STATED GOAL: Please reproduce every record, keeping each one exactly as written.

Stored records
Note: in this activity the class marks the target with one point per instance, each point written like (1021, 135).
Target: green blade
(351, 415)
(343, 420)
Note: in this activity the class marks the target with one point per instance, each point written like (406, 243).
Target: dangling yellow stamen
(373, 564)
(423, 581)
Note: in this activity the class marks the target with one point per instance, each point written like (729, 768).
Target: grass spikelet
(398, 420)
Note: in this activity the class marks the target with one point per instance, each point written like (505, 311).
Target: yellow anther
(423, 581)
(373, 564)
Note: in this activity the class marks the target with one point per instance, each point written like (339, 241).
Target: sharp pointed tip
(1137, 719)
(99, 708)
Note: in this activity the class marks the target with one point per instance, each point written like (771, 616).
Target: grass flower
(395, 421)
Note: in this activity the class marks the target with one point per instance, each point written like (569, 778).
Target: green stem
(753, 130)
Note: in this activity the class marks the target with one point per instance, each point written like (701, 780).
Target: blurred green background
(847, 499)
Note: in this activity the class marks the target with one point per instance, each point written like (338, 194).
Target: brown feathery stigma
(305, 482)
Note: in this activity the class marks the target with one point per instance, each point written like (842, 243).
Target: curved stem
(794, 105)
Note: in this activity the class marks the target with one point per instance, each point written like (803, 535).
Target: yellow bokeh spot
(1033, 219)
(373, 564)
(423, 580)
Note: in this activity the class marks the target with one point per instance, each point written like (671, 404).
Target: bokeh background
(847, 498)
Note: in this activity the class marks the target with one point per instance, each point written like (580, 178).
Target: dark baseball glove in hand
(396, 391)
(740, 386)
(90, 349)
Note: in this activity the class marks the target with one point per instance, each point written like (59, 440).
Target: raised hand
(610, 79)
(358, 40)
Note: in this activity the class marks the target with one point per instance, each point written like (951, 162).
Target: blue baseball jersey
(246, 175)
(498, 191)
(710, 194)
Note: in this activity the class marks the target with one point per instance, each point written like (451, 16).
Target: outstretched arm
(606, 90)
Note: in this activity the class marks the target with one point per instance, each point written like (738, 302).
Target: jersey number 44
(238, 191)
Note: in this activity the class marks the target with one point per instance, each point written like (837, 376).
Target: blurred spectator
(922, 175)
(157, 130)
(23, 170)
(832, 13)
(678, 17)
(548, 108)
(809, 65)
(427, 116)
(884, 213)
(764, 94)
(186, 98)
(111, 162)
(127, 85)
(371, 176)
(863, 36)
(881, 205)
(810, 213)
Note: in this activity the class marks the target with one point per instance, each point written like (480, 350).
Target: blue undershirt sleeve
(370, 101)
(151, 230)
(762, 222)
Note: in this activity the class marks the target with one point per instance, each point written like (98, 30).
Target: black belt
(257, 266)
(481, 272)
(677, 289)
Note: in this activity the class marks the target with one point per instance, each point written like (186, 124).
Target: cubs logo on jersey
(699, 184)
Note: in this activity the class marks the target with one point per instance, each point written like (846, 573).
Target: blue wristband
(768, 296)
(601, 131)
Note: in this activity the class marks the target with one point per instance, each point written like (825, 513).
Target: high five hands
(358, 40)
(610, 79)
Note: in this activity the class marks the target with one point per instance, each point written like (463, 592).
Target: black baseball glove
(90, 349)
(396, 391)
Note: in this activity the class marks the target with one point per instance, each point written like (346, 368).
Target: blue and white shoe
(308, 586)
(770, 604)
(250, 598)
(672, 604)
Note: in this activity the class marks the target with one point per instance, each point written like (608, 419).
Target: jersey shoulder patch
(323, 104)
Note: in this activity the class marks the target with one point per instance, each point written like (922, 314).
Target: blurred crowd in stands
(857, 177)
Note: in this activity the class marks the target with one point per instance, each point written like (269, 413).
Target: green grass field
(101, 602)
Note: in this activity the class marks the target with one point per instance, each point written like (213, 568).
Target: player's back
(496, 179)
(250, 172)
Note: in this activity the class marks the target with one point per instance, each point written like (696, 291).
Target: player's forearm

RESPONSE TO THE EXERCISE:
Note: in this activity the class marks the target with one point per instance, each point written like (1021, 135).
Target: green blade
(351, 415)
(343, 420)
Note: in this activity the class marks the target with one point per instance, each point written like (406, 243).
Target: dangling yellow stamen
(373, 564)
(423, 581)
Note: in this activity the class marks the target with one point per instance, each point written like (729, 768).
Target: grass spikelet
(398, 420)
Note: in this activity the class marks the target with one point per instance, each point written like (505, 311).
Target: yellow anther
(423, 581)
(373, 564)
Note: in this activity the class marks the target with one point per instance, each point written like (339, 241).
Target: sharp pointed tip
(1137, 719)
(99, 708)
Note: in this activity the class marks the target with one point per instance, each point written like (771, 616).
Target: grass flower
(395, 421)
Note: in this activity the class marks the target with one point per instance, each point written like (569, 778).
Target: green stem
(753, 130)
Note: in this activity the class marks the target with one point per instance, each point written like (701, 780).
Target: blurred green background
(847, 499)
Note: in this activity the class marks the target with one point per instance, each point written like (338, 194).
Target: brown feathery stigma
(305, 482)
Note: in this activity the class marks the target with one point per instance, each point written like (842, 243).
Target: curved stem
(794, 105)
Note: in this activity the class marks the target with one point per instance, each point written like (803, 535).
Target: yellow bokeh spot
(1033, 219)
(373, 564)
(423, 580)
Note: in this activity the class marks the target with one point per instance, each point written like (671, 404).
Target: bokeh background
(847, 498)
Note: in this activity the class marks the target with one point per instance, each point written like (580, 178).
Target: dark baseball glove in hand
(396, 391)
(740, 386)
(90, 349)
Note: in this activity the class marks the target with one point per instance, each point written like (59, 440).
Target: raised hand
(610, 79)
(358, 40)
Note: in this activity the class marks the target with one point per instance, each point written like (951, 162).
Target: blue baseball jersey
(246, 175)
(498, 191)
(710, 194)
Note: in this activity the class marks the target with one point per instance, each point written like (451, 16).
Target: outstretched arm
(606, 90)
Note: in this activity the class marks the target with one point per instance, each point written like (738, 302).
Target: jersey number 44
(238, 191)
Note: in this activity the class marks the target with one point per instance, each point written like (837, 376).
Target: blurred spectator
(922, 175)
(157, 130)
(23, 170)
(832, 13)
(678, 17)
(548, 108)
(809, 65)
(427, 116)
(884, 213)
(764, 94)
(186, 98)
(111, 162)
(127, 85)
(371, 176)
(863, 36)
(881, 205)
(810, 213)
Note: in this activity the class marks the target with one point per instance, each point written like (480, 350).
Target: blue undershirt sleeve
(370, 101)
(151, 230)
(762, 222)
Note: in this activity the class marks the target with one point per instance, each point written like (98, 30).
Target: black belt
(257, 266)
(481, 272)
(677, 289)
Note: in this activity the class marks the target with one point per instance, each point written like (186, 124).
Target: cubs logo on jersey
(699, 184)
Note: in this activity the class marks the target with one point per instance, each point written like (846, 573).
Target: blue wristband
(768, 296)
(601, 131)
Note: in this activity the class marks the target with one point per instance, each point written like (825, 513).
Target: high five hands
(358, 40)
(610, 79)
Note: in this activity the class marks the target with one point per instance, each point written like (463, 592).
Target: black baseball glove
(90, 349)
(396, 391)
Note: in this activity the class marks the target with one point per instance, each point written like (346, 368).
Target: blue and white shoe
(308, 586)
(770, 604)
(250, 598)
(672, 604)
Note: in this activity the class marks the target with one point per instance, each point written like (608, 419).
Target: jersey shoulder patch
(323, 104)
Note: in this activity the class marks the target with one point per instance, each point written like (922, 314).
Target: blurred crowd in stands
(857, 177)
Note: in this activity the class marks the target with one point per instance, each point written like (269, 413).
Target: green grass field
(101, 602)
Note: in this activity the class marks the target with one point per instance, each point written like (213, 568).
Target: player's back
(496, 179)
(250, 172)
Note: in this activity the class marks the target with one point per instance, each point written like (696, 291).
Target: player's forearm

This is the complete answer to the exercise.